**Extracted information**
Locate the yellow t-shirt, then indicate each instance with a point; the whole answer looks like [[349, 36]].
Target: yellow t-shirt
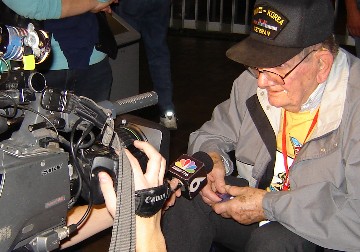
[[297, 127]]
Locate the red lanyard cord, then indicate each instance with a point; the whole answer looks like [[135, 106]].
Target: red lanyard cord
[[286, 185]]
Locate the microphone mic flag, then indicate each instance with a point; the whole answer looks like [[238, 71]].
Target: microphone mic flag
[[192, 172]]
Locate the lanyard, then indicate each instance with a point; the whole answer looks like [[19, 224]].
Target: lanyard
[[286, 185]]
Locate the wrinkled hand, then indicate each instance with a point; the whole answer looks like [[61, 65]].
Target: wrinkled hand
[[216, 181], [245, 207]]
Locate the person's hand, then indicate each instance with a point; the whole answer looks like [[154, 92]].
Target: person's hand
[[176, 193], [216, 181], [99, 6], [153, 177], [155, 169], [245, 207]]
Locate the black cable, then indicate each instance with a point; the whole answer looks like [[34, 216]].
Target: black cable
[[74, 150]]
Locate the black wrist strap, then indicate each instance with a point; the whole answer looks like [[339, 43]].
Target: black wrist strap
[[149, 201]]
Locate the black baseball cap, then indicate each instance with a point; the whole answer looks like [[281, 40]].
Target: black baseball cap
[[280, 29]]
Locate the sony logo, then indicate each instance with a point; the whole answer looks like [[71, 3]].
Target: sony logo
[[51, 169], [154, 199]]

==

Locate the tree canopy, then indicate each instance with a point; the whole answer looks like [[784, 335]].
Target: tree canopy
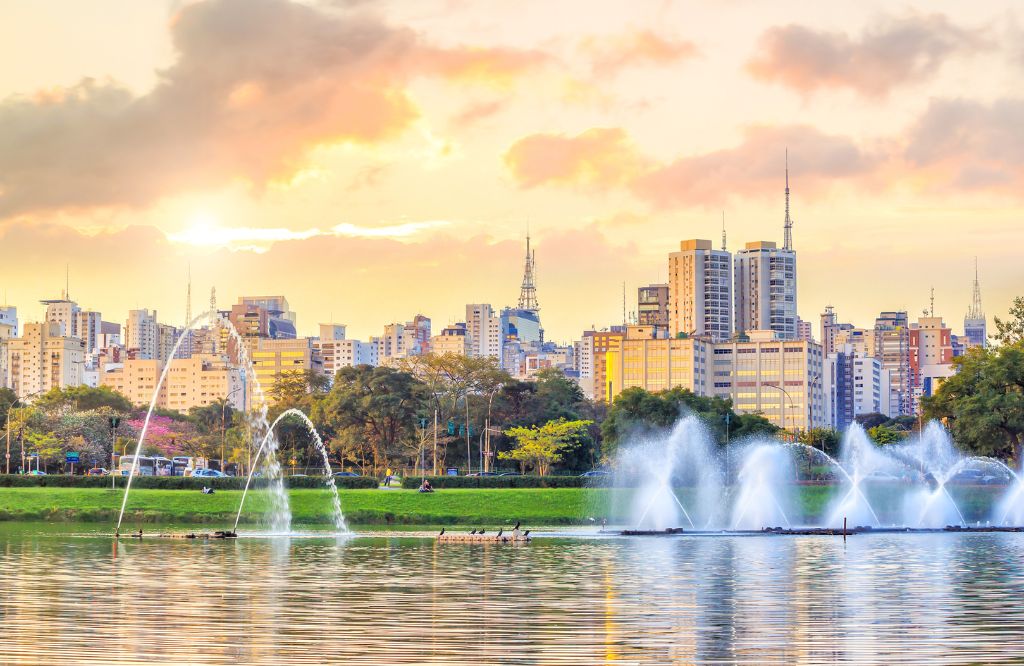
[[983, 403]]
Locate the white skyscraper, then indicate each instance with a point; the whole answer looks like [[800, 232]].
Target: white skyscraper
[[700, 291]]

**Given instruction**
Please reproduce, word for word, the part of the items that opens with the line containing "Locate the yellow" and closes with the line containing "[[192, 172]]", including both of those lines. Leave the pictures out of your answer.

**Completed exercise**
Locate the yellow t-shirt, then indicate each instance with a point; the whole answer looks like [[349, 36]].
Target: yellow t-shirt
[[297, 127]]
Locate the red lanyard cord, then indicate each instance with a point; the whole answer looks like [[135, 106]].
Target: red lanyard cord
[[286, 185]]
Locate the microphone mic flag, then indicate each instance with a point; the whole answer looks like [[238, 71]].
Target: microphone mic flag
[[192, 172]]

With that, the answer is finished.